WORK TO COMPLETE: Search the entries below for the string "negative" and give the number of lines that hold it, nothing else.

(Stored entries)
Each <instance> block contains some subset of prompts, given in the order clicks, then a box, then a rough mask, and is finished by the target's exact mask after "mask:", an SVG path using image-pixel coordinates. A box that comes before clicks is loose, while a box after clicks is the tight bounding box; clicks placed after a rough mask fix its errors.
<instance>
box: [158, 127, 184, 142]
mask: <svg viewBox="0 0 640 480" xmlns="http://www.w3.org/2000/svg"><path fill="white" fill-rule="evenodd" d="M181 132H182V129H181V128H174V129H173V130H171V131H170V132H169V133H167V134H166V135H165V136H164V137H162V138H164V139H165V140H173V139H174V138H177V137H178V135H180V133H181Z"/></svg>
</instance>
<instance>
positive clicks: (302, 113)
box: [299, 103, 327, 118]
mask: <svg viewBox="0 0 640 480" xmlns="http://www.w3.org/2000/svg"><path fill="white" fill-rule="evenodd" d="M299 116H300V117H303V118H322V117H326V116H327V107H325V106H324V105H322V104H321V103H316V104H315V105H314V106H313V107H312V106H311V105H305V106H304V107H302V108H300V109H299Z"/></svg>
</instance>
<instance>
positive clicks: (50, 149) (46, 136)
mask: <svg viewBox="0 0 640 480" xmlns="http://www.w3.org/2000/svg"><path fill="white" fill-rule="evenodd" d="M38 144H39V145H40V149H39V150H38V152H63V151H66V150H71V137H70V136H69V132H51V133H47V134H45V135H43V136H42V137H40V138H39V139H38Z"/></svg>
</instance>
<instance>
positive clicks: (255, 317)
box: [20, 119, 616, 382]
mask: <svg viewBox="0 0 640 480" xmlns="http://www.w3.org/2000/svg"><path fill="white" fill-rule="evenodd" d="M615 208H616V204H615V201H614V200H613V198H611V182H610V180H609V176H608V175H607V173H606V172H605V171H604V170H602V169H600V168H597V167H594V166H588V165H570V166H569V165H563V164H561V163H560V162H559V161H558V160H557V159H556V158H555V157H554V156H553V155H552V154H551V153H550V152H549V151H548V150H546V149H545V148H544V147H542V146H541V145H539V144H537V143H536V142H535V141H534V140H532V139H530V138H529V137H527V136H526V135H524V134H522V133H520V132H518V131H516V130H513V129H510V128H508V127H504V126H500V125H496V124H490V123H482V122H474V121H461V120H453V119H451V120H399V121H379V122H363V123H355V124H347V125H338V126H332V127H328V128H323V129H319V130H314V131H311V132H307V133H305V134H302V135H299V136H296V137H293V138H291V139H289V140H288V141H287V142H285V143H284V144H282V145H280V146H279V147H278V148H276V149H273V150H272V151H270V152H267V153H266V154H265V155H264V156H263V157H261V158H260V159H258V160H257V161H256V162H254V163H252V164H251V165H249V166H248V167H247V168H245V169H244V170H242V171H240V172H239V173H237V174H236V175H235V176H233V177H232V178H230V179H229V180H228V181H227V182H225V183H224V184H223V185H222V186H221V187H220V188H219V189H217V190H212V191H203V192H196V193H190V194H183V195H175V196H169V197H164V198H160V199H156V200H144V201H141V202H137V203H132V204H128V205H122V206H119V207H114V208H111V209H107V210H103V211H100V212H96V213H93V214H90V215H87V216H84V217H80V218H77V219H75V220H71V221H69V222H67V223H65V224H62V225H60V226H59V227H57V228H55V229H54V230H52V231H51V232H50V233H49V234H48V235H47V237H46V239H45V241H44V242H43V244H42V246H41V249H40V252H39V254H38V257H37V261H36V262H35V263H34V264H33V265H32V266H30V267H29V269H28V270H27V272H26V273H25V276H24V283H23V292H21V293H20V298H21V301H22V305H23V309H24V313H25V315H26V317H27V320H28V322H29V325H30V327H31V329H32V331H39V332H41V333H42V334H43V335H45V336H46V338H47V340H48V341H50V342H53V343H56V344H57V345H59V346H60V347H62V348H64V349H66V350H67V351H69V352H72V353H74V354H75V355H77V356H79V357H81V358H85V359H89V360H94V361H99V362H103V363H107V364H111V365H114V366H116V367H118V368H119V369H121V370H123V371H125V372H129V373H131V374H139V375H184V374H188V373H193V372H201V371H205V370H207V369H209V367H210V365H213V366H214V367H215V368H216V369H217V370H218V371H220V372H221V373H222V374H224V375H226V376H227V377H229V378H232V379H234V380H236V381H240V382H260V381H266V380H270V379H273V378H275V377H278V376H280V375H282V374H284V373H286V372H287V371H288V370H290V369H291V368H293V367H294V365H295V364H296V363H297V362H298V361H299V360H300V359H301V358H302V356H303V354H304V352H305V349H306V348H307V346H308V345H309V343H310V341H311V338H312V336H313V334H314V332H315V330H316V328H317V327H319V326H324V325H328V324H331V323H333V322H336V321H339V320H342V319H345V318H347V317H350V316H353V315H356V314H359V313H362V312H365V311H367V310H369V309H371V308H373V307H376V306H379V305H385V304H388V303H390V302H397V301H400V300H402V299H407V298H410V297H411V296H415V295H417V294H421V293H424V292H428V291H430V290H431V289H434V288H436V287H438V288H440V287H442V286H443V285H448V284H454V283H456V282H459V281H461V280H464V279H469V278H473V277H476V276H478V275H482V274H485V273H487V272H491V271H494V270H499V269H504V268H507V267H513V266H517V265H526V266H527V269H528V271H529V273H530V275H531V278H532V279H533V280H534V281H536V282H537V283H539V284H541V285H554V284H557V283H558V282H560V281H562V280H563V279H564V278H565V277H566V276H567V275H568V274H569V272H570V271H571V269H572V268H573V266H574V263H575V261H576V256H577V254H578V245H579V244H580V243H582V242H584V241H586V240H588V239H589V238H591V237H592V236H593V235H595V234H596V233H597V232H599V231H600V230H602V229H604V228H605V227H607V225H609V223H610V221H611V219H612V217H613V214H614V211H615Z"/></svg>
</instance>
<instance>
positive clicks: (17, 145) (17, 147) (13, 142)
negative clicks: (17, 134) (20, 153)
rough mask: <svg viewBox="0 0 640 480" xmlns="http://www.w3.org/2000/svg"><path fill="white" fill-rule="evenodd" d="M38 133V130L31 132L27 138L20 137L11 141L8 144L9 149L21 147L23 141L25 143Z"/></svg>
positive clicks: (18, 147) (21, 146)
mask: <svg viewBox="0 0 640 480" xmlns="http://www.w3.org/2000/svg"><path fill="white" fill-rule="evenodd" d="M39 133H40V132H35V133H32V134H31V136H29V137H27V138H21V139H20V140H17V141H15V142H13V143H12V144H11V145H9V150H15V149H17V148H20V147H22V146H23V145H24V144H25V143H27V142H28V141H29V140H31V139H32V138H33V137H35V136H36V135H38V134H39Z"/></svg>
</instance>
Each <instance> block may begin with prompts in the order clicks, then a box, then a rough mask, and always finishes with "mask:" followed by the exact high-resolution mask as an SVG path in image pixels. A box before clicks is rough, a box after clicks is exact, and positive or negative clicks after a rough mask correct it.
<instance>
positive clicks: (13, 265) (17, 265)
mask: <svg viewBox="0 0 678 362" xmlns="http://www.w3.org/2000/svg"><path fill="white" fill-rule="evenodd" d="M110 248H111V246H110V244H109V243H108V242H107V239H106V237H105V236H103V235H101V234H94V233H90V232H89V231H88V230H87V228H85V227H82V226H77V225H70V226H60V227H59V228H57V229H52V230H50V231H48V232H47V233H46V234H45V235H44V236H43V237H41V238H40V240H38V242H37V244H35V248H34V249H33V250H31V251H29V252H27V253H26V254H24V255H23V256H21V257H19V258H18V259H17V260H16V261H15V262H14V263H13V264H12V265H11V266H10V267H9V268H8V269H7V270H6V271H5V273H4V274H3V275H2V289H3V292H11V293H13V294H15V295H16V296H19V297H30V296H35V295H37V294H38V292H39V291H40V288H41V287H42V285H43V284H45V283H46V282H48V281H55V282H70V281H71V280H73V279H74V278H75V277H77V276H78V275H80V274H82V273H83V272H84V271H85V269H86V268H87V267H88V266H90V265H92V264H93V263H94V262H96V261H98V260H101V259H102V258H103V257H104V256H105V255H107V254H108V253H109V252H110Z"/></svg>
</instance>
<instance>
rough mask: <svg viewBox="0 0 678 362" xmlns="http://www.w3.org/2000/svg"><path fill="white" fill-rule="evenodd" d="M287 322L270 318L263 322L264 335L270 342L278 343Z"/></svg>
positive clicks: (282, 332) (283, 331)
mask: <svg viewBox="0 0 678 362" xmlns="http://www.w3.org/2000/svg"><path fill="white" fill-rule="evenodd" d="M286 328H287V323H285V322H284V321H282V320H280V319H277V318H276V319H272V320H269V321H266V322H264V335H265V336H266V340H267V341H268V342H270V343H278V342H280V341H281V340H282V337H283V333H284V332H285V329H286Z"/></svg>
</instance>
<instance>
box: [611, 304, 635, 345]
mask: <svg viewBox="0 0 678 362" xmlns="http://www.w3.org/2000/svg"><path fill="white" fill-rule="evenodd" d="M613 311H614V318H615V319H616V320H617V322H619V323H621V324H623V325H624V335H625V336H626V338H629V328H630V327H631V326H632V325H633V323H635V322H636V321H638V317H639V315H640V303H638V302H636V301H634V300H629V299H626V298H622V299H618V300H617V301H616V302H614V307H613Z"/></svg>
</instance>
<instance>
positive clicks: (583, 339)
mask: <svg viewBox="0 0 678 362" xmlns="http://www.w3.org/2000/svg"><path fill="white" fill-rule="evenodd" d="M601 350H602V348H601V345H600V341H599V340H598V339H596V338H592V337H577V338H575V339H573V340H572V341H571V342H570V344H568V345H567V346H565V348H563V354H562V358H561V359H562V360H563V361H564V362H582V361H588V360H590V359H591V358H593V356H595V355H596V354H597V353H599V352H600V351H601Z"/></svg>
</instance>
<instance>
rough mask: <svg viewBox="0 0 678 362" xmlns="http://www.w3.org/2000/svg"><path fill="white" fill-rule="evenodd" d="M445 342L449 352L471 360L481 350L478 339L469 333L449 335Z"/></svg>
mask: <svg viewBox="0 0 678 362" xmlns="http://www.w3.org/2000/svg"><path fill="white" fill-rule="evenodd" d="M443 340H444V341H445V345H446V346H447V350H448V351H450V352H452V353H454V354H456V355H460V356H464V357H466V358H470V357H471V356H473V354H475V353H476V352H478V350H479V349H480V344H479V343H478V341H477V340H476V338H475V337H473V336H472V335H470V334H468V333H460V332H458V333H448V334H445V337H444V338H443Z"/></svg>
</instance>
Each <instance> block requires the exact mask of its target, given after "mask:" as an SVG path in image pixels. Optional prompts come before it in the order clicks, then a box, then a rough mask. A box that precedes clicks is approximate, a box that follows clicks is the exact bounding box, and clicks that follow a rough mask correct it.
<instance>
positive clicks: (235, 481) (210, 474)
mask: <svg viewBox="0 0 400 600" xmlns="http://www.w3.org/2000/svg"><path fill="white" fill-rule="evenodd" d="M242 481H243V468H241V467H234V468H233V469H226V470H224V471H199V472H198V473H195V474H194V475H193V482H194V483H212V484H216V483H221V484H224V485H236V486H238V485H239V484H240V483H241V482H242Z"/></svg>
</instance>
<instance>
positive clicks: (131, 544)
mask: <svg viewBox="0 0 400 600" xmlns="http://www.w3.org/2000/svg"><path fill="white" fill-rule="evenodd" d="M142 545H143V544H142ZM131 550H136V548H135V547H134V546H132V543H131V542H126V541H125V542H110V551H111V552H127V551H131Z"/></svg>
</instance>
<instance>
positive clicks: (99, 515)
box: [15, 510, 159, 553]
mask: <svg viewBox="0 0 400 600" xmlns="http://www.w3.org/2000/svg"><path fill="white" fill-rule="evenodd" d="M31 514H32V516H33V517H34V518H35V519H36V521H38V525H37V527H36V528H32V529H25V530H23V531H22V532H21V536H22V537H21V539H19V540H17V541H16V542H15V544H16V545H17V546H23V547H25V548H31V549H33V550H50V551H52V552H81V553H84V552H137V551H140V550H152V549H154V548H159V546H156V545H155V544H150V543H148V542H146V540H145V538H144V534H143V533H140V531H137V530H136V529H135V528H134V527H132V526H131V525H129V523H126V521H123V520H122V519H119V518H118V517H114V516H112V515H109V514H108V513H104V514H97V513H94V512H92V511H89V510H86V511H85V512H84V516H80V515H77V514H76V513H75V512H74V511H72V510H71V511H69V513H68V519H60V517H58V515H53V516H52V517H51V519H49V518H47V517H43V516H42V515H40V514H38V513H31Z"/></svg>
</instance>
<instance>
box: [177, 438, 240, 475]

EXERCISE RESPONSE: 2